“The journey we make here upon the earth is so short. Before we know where we are, we are at the end, and called upon to answer an inner voice: ‘Have you finished the work you had to do?’ Happy are they who can think, yes, they have finished their work.”
~ Dr. Waldemar Mordecai Haffkine
Dr. Waldemar Mordecai Haffkine — a Ukrainian scientist was a bacteriologist who worked mainly in India and developed vaccines against cholera and bubonic plague.
The son of a Jewish schoolmaster, WM Haffkine was born in the Black Sea port of Odessa, but received most of his early education in Berdiansk. Dr. Haffkine then entered the University of Odessa in 1879 to study physics, mathematics and zoology. He came under the influence of Professor Elie Metchnikoff and developed an interest in unicellular organisms. In 1883 Haffkine was awarded the degree of Candidate of Natural Sciences and became an assistant to the Zoological Museum of Odessa with the use of a research laboratory.

INPUT DATA =>

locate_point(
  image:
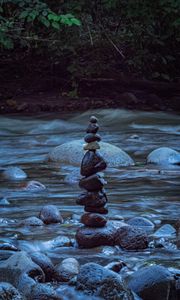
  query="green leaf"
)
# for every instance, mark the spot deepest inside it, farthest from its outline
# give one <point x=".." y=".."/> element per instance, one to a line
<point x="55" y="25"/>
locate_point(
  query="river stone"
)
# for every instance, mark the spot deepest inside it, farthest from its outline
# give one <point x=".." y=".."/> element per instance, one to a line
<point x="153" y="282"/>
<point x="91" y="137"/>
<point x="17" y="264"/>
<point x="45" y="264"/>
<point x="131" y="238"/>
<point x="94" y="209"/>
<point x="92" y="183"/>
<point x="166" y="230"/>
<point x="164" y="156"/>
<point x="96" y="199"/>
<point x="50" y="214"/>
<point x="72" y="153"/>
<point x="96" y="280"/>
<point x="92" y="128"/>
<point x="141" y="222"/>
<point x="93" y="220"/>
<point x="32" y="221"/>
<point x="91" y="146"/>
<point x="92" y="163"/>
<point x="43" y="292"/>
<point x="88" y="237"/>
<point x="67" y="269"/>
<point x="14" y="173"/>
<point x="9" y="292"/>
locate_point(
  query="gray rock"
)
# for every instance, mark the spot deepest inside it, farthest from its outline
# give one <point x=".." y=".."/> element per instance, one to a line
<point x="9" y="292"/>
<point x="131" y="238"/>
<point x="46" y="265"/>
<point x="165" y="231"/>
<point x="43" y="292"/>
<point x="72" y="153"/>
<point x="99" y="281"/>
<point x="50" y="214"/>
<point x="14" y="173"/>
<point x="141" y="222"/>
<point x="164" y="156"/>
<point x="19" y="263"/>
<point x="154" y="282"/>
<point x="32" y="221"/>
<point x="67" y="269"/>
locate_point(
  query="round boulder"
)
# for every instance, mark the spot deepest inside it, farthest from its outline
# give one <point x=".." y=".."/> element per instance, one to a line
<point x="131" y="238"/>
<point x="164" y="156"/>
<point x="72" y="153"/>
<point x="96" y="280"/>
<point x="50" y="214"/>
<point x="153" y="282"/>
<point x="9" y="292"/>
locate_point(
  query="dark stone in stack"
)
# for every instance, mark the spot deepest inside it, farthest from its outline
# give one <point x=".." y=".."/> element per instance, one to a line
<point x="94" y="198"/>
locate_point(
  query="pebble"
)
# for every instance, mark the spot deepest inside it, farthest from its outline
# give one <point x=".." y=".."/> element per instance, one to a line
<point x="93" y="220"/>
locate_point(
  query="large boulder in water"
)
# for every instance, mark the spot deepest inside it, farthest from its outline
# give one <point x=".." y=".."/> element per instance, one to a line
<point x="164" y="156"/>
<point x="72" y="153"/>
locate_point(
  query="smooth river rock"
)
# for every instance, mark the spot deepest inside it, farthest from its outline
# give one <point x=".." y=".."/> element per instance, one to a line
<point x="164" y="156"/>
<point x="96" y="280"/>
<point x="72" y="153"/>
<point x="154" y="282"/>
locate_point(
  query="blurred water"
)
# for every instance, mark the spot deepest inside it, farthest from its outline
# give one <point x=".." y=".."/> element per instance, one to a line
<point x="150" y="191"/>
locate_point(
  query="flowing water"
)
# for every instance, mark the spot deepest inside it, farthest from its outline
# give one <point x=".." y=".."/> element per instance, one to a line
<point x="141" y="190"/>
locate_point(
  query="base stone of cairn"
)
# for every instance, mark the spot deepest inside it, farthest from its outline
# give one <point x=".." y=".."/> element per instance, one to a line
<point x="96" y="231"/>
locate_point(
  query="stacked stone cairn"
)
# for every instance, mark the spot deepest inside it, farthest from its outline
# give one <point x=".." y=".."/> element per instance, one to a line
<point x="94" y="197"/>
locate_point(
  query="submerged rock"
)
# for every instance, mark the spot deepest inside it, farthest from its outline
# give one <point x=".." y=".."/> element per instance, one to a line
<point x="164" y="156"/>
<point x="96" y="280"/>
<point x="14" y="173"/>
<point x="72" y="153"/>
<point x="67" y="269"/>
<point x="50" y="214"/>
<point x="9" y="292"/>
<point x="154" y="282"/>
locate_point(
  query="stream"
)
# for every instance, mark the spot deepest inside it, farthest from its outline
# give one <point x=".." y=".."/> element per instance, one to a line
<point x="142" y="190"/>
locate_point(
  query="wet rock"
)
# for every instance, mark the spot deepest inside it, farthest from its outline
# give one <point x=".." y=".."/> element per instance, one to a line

WHAT TO DO => Carry on the biography of Waldemar Mordecai Haffkine, starting after its final sentence about the Zoological Museum of Odessa.

RESPONSE =>
In 1889, he moved to Paris and started working in Pasteur's world famous laboratory. His initial work on producing a cholera inoculation was successful. He produced an attenuated form of the bacterium by exposing it to blasts of hot air. A series of animal trials confirmed the efficacy of the inoculation. In July 1892, Haffkine performed his first human test: on himself! During the Indian cholera epidemic of 1893, he travelled to Calcutta and introduced his new prophylactic inoculation. After initial criticism by the local medical bodies, it was widely accepted.
The then Governor of Bombay invited Dr. Haffkine to Bombay in 1896 after an epidemic of plague broke out in the city. He found a place to work at the JJ Group of Hospitals where he developed a plague vaccine. On the 10th January 1897, Dr. Haffkine caused himself to be inoculated with 10 cc of a similar preparation, thus proving in his own person the harmlessness of the fluid. A form useful enough for human trials was ready by January 1897, and tested on volunteers at the Byculla jail the next month. Use of the vaccine in the field started immediately.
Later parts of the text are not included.